Content starts
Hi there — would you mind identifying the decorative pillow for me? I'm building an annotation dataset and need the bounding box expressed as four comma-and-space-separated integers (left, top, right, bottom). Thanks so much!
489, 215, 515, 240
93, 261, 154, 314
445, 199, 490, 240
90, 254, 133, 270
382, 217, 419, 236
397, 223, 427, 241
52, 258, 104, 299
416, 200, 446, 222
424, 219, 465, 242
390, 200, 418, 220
Content ends
* [What to produce] Could the entries above be output once more, exactly as they are?

* [Your response]
Hi there — would you mind identifying the decorative pillow for me? I'm building an annotation dataset and need the bounding box expressed as four comma-and-space-separated integers (left, top, right, bottom). Thanks so much!
489, 215, 515, 240
93, 261, 154, 314
445, 199, 490, 240
90, 254, 133, 270
382, 217, 419, 236
397, 223, 427, 241
52, 258, 104, 299
416, 200, 446, 222
424, 219, 465, 242
390, 200, 418, 220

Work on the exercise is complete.